• WHAT YOU NEED TO DO:
1. Translate this sentence from the Sherlock episode article into Spanish: "The photographs are stored inside her mobile phone, along with other valuable information which makes her a target of various political factions."
2. Answer from the Sherlock episode article:
(a) Who handled the cinematography?
(b) What consolidated viewer figure did the episode get in the United Kingdom?
(c) Which London district does the episode title name?
3. Transcribe the stretch of the Sherlock episode article from "After its broadcast" through "of Irene Adler.".

• DOCUMENT:
────
- Episode no.: Series 2 Episode 1
- Directed by: Paul McGuigan
- Written by: Steven Moffat
- Based on: "A Scandal in Bohemia" by Arthur Conan Doyle
- Cinematography by: Fabian Wagner
- Editing by: Charlie Phillips
- Original air date: 1 January 2012
- Running time: 89 minutes

Guest appearances
- Lara Pulver as Irene Adler; Danny Webb as D.I. Carter; Andrew Havill as The Equerry; Todd Boyce as Neilson; Oona Chaplin as Jeanette; Nathan Harmer as Phil; Rosalind Halstead as Kate; Peter Pedrero as Archer; Luke Newberry as Young Police;

Episode chronology
| ← Previous "The Great Game" | Next → "The Hounds of Baskerville" |

= A Scandal in Belgravia =

"A Scandal in Belgravia" is the first episode of the second series of the BBC crime drama series Sherlock, which follows the modern-day adventures of Sherlock Holmes, and was first broadcast by BBC One on 1 January 2012. It was written by co-creator Steven Moffat, and directed by Paul McGuigan. The episode was based on "A Scandal in Bohemia", a short story by Sir Arthur Conan Doyle.

The episode depicts Sherlock Holmes' (Benedict Cumberbatch) confrontation with Irene Adler (Lara Pulver), a dominatrix who has compromising photographs taken with a female member of the royal family. The photographs are stored inside her mobile phone, along with other valuable information which makes her a target of various political factions. Sherlock spends much of the episode keeping the device out of enemy hands while trying to deduce its password. Besides referring to the Doyle short story, the episode title names Belgravia, a district of London adjacent to the grounds of Buckingham Palace.

After its broadcast on BBC One, the episode was given consolidated figures of 10.663 million viewers in the United Kingdom. Critical reactions toward the episode were largely positive, with reviewers praising the writing, acting and direction. The episode sparked controversy for showing the character of Irene Adler in the nude; carefully using camera angles to avoid exposing genitalia, pre-watershed. In addition, some criticised episode writer Steven Moffat's representation of Irene Adler.
────
• DATA SECTION:
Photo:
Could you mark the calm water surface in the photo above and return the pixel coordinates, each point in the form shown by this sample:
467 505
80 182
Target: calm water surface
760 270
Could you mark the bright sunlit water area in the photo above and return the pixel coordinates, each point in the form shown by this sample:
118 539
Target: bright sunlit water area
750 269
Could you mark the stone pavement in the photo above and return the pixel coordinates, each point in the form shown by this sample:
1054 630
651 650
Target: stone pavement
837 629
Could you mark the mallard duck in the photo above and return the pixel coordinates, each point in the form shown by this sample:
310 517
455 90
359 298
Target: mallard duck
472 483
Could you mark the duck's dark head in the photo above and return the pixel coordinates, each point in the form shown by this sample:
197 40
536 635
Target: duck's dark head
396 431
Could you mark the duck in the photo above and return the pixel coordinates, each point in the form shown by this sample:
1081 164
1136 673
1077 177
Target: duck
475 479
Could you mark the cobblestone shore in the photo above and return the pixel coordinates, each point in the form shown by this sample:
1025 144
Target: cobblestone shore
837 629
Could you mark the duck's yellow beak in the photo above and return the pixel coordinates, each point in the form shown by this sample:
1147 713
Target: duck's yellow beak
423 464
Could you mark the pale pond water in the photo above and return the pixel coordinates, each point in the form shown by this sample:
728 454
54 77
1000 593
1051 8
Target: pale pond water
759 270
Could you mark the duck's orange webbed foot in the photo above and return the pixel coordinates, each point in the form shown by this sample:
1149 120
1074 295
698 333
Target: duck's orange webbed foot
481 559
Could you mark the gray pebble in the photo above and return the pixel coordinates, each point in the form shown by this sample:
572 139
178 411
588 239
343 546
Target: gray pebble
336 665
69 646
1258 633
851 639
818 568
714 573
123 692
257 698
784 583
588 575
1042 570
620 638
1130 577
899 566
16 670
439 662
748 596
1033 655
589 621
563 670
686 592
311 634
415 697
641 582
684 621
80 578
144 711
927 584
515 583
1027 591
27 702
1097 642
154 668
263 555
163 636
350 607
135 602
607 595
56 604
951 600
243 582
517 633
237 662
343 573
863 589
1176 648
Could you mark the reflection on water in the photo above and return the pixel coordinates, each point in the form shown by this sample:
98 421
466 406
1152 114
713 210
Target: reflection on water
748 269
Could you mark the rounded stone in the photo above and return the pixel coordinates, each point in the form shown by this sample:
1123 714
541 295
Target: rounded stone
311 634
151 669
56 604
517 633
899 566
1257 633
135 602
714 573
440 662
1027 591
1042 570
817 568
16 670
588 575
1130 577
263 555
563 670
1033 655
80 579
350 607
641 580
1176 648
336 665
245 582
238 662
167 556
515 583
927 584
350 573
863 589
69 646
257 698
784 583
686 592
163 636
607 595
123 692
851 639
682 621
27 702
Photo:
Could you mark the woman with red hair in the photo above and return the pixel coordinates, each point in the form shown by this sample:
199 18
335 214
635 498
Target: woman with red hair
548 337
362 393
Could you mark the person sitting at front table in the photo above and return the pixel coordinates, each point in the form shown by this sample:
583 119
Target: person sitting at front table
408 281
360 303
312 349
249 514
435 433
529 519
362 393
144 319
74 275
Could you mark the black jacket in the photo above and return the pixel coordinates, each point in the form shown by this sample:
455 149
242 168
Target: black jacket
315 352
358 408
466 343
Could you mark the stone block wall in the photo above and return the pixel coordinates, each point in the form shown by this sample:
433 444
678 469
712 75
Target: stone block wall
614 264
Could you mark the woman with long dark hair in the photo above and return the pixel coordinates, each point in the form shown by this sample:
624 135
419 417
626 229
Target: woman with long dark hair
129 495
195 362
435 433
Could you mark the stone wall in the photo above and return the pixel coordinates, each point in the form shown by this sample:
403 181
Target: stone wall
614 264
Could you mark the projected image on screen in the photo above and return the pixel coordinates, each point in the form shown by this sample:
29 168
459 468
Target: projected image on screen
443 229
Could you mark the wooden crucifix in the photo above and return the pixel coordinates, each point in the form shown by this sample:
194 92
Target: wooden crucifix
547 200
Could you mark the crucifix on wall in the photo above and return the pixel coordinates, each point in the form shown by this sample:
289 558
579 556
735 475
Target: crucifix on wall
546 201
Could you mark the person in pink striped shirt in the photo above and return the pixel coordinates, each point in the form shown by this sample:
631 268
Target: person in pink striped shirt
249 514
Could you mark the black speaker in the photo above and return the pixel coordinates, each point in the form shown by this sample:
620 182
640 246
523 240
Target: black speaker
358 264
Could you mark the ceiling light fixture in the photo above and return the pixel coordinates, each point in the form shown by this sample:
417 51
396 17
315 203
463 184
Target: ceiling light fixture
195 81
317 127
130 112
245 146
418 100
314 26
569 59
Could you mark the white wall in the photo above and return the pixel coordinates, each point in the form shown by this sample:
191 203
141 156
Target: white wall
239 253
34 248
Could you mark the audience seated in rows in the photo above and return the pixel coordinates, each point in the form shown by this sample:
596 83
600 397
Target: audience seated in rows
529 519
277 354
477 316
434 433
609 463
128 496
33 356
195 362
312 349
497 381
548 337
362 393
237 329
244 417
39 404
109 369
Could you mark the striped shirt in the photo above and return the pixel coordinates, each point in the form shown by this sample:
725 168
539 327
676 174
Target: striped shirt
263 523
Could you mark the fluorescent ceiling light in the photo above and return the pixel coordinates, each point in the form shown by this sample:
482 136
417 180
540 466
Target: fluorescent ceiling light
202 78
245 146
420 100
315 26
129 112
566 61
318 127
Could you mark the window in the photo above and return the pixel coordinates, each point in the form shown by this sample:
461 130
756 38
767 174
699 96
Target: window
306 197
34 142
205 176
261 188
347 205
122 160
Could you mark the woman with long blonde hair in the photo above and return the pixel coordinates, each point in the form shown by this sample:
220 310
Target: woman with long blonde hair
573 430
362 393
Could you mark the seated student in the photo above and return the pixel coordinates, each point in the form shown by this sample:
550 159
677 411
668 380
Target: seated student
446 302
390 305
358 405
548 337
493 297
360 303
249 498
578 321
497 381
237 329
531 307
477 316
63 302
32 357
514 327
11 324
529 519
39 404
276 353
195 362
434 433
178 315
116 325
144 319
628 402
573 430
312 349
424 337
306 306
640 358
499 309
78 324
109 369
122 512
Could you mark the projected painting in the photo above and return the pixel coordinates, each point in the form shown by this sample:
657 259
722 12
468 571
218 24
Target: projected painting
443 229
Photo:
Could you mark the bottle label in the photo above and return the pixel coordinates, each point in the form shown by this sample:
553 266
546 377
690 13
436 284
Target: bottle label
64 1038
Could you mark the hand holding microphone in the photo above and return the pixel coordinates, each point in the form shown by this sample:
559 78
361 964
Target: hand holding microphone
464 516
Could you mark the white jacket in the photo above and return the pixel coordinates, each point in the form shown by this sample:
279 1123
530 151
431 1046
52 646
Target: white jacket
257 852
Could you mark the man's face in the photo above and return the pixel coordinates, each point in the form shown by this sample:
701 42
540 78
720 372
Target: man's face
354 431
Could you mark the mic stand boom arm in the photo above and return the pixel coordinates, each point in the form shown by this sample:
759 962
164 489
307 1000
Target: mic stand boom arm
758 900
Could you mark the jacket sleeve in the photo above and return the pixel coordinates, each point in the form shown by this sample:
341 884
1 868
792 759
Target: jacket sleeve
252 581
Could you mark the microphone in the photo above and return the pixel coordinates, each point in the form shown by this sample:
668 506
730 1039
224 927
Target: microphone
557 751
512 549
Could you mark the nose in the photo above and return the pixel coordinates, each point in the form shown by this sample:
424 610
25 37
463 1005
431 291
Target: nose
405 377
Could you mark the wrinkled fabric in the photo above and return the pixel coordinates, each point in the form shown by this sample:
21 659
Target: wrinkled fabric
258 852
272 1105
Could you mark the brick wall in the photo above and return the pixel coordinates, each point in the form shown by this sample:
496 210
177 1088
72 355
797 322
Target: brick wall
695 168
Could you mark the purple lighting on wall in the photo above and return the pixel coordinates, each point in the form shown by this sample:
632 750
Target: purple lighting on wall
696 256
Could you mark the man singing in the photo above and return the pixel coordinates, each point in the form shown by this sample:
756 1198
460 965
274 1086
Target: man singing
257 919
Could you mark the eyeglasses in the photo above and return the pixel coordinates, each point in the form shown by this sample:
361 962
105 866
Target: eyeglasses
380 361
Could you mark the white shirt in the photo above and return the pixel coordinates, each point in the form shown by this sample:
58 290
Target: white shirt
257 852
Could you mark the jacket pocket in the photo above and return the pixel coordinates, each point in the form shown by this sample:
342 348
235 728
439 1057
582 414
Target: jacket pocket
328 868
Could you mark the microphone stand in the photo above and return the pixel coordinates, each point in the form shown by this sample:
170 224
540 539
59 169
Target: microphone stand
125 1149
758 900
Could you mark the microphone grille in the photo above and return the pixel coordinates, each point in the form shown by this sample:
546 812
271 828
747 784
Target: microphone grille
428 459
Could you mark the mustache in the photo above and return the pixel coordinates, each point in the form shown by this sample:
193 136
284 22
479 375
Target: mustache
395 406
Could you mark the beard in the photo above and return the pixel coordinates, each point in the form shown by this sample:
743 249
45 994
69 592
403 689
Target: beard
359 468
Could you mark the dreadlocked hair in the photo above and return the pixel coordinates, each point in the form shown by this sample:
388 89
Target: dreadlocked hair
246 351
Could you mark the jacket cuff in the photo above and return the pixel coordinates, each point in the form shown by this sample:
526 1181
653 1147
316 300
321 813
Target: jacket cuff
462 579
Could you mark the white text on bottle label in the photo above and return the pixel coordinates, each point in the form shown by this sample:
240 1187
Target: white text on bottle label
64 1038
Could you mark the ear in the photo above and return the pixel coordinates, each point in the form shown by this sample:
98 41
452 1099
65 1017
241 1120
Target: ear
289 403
────
• ANSWERS PER TASK:
1. Las fotografías están almacenadas en su teléfono móvil, junto con otra información valiosa que la convierte en blanco de diversas facciones políticas.

2.
(a) Fabian Wagner
(b) 10.663 million viewers
(c) Belgravia

3.
After its broadcast on BBC One, the episode was given consolidated figures of 10.663 million viewers in the United Kingdom. Critical reactions toward the episode were largely positive, with reviewers praising the writing, acting and direction. The episode sparked controversy for showing the character of Irene Adler in the nude; carefully using camera angles to avoid exposing genitalia, pre-watershed. In addition, some criticised episode writer Steven Moffat's representation of Irene Adler.